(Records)
▼

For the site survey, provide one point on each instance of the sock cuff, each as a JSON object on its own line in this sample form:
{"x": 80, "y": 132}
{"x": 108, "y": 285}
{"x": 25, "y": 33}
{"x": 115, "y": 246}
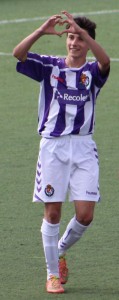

▲

Write out every line of the records above exactly as it appears, leaving out the picture.

Completed task:
For the site survey, provide one point on each instance of the sock cuff, each as a JSON object on its own line in this sample form:
{"x": 80, "y": 132}
{"x": 108, "y": 285}
{"x": 25, "y": 33}
{"x": 115, "y": 246}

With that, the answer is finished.